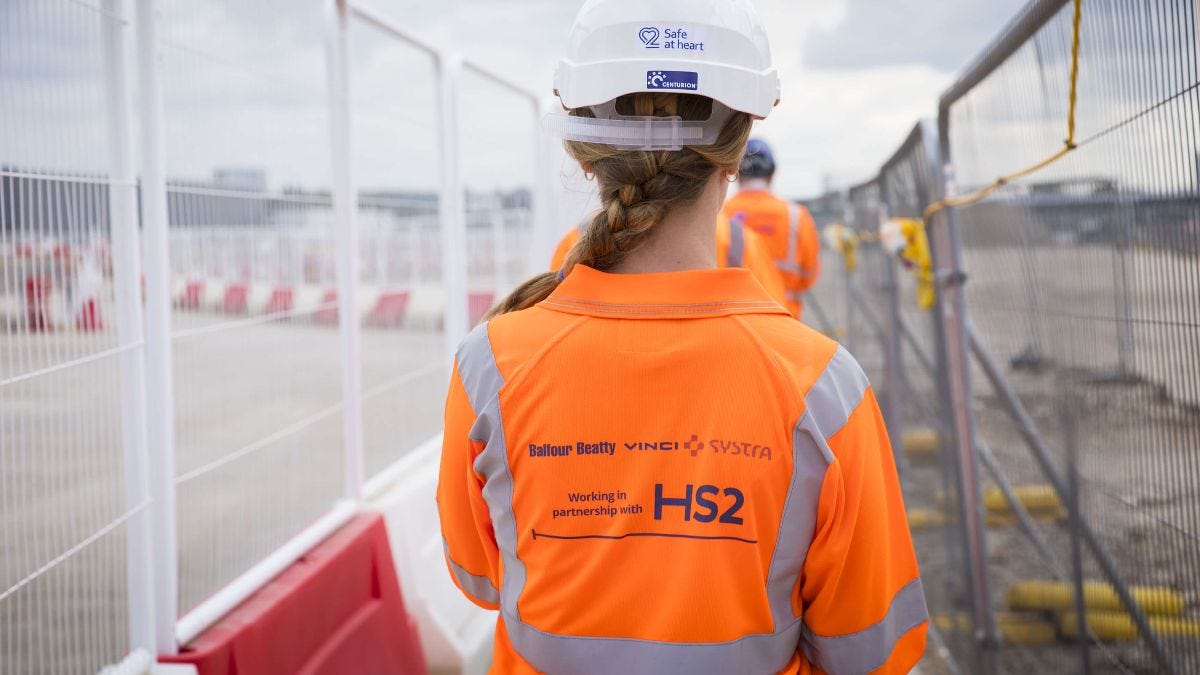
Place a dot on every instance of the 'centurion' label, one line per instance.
(577, 449)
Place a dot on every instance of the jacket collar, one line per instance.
(676, 294)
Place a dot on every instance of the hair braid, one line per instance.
(637, 189)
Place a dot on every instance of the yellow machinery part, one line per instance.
(1014, 628)
(1033, 497)
(917, 256)
(1114, 626)
(1059, 596)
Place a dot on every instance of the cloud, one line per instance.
(893, 33)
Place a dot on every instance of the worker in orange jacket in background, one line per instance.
(648, 466)
(736, 246)
(787, 228)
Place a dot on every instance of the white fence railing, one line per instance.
(226, 308)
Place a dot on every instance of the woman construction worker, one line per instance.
(736, 246)
(649, 466)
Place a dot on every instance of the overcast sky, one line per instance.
(857, 73)
(245, 84)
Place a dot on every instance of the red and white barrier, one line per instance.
(420, 308)
(337, 609)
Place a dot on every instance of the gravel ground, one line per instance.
(258, 435)
(1137, 413)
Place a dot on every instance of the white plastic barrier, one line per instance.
(455, 634)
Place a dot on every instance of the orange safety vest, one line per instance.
(791, 236)
(666, 473)
(736, 246)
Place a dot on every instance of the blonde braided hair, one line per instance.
(637, 189)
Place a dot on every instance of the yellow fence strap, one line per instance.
(978, 196)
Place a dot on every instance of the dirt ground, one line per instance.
(1134, 407)
(258, 436)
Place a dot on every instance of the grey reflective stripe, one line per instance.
(604, 656)
(810, 463)
(868, 650)
(493, 465)
(737, 245)
(484, 381)
(837, 393)
(479, 586)
(477, 369)
(793, 232)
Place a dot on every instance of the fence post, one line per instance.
(450, 205)
(499, 246)
(123, 222)
(346, 233)
(953, 328)
(160, 375)
(540, 232)
(893, 410)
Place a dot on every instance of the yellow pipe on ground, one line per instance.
(1060, 596)
(1027, 629)
(921, 444)
(925, 519)
(1116, 626)
(1033, 497)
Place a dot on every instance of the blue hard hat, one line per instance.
(759, 160)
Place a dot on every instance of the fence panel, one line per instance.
(256, 350)
(67, 365)
(1083, 281)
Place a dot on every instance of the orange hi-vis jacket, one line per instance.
(667, 473)
(791, 237)
(736, 246)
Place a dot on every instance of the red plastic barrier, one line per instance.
(37, 297)
(282, 300)
(479, 304)
(389, 310)
(336, 610)
(327, 315)
(88, 318)
(193, 296)
(237, 294)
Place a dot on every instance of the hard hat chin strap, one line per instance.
(634, 132)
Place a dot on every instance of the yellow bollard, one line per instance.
(1035, 497)
(1116, 626)
(1060, 596)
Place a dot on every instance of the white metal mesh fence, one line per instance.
(257, 376)
(63, 506)
(262, 437)
(397, 167)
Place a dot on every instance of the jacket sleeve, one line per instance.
(809, 250)
(762, 266)
(468, 538)
(863, 605)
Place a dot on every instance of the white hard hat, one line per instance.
(713, 48)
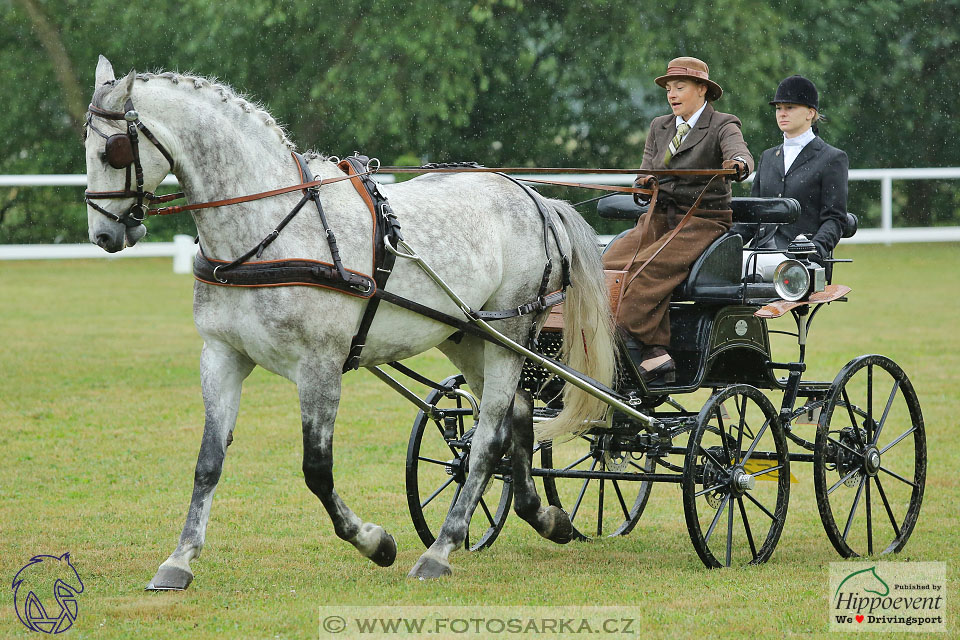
------------------------------------------------------------------------
* _THE PROBLEM_:
Give all the lines above as a Markdown table with the columns Row and Line, numbering each row and skipping blank lines. Leave the pictures out.

* _RESULT_:
| Row | Line |
|---|---|
| 1 | Place a dot on every instance of the 'centurion' label, one line per instance. |
| 2 | (577, 449) |
| 3 | Place a dot on every instance of the jacket collar, one line per instance. |
| 4 | (676, 294) |
| 5 | Place a dot on every instance of the hair braid, one line per instance. |
| 6 | (637, 189) |
| 7 | Place a dot on every instance of the yellow machinery part, one line per instance. |
| 8 | (1014, 628) |
| 9 | (1033, 497) |
| 10 | (917, 256) |
| 11 | (1114, 626) |
| 12 | (1059, 596) |
| 13 | Place a dot on every instance of the cloud, one line per instance. |
| 14 | (893, 33) |
| 15 | Place a dot on every instance of the worker in orange jacket in background, one line per instance. |
| 16 | (648, 466) |
| 17 | (736, 246) |
| 18 | (787, 228) |
| 19 | Place a dot on every instance of the white fence railing, one line per instance. |
| 20 | (226, 308) |
| 21 | Place a dot on every instance of the woman construction worker, one line per instance. |
| 22 | (736, 246) |
| 23 | (649, 466) |
| 24 | Place a dot on every instance of the overcast sky, one line per instance. |
| 25 | (857, 73) |
| 26 | (245, 84) |
| 27 | Place a dot on every instance of the red and white barrier, one line per instance. |
| 28 | (420, 308) |
| 29 | (337, 609) |
| 30 | Place a dot on every instance of the gravel ground, one line per instance. |
| 31 | (258, 435) |
| 32 | (1137, 413) |
| 33 | Place a dot on every instance of the white plastic barrier, one line per instance. |
| 34 | (455, 634) |
| 35 | Place a dot on every instance of the orange safety vest, one line per instance. |
| 36 | (791, 236) |
| 37 | (666, 473) |
| 38 | (736, 246) |
| 39 | Place a dot on every instance of the blonde braided hair, one line per instance. |
| 40 | (637, 189) |
| 41 | Place a dot on every instance of the yellow fence strap, one line per instance. |
| 42 | (978, 196) |
| 43 | Place a dot on every instance of the dirt ground, one line per instance. |
| 44 | (1134, 407) |
| 45 | (258, 436) |
| 46 | Place a dot on every instance of the grey reflective stripe, one line per instance. |
| 47 | (604, 656) |
| 48 | (810, 463) |
| 49 | (868, 650) |
| 50 | (493, 465) |
| 51 | (737, 245) |
| 52 | (484, 381) |
| 53 | (837, 393) |
| 54 | (479, 586) |
| 55 | (477, 369) |
| 56 | (793, 232) |
| 57 | Place a dot on every instance of the fence post, one line per instance. |
| 58 | (450, 205) |
| 59 | (499, 246) |
| 60 | (123, 222) |
| 61 | (346, 233) |
| 62 | (953, 328) |
| 63 | (160, 375) |
| 64 | (540, 232) |
| 65 | (893, 410) |
| 66 | Place a dot on every instance of the yellow pipe on ground, one line per instance. |
| 67 | (1060, 596) |
| 68 | (1027, 629) |
| 69 | (921, 444) |
| 70 | (925, 519) |
| 71 | (1116, 626) |
| 72 | (1033, 497) |
| 73 | Place a dot on every instance of the blue hard hat, one line per instance. |
| 74 | (759, 160) |
| 75 | Place a dot on every instance of the fence panel, one line per instance. |
| 76 | (256, 350) |
| 77 | (67, 365) |
| 78 | (1083, 281) |
| 79 | Place a dot on every instance of the orange hi-vis jacket, one line per instance. |
| 80 | (667, 473) |
| 81 | (791, 237) |
| 82 | (736, 246) |
| 83 | Place a dot on every instance of the red plastic barrier, one line per instance. |
| 84 | (37, 297) |
| 85 | (282, 300) |
| 86 | (479, 304) |
| 87 | (389, 310) |
| 88 | (336, 610) |
| 89 | (327, 315) |
| 90 | (88, 318) |
| 91 | (193, 296) |
| 92 | (237, 294) |
| 93 | Place a dot on every instance of the hard hat chin strap, one line per instance. |
| 94 | (634, 132) |
| 95 | Place a dot on every instance of the yellow bollard, one line per instance. |
| 96 | (1035, 497) |
| 97 | (1116, 626) |
| 98 | (1060, 596) |
| 99 | Place a dot on every instance of the white metal mesh fence, one line per instance. |
| 100 | (257, 376) |
| 101 | (63, 506) |
| 102 | (262, 437) |
| 103 | (397, 167) |
| 104 | Place a dot on every instance of the jacket sleeve, one line per instance. |
| 105 | (809, 250) |
| 106 | (762, 266) |
| 107 | (468, 538) |
| 108 | (863, 605) |
| 109 | Place a dot on every instance of the white hard hat, one line per instance. |
| 110 | (713, 48) |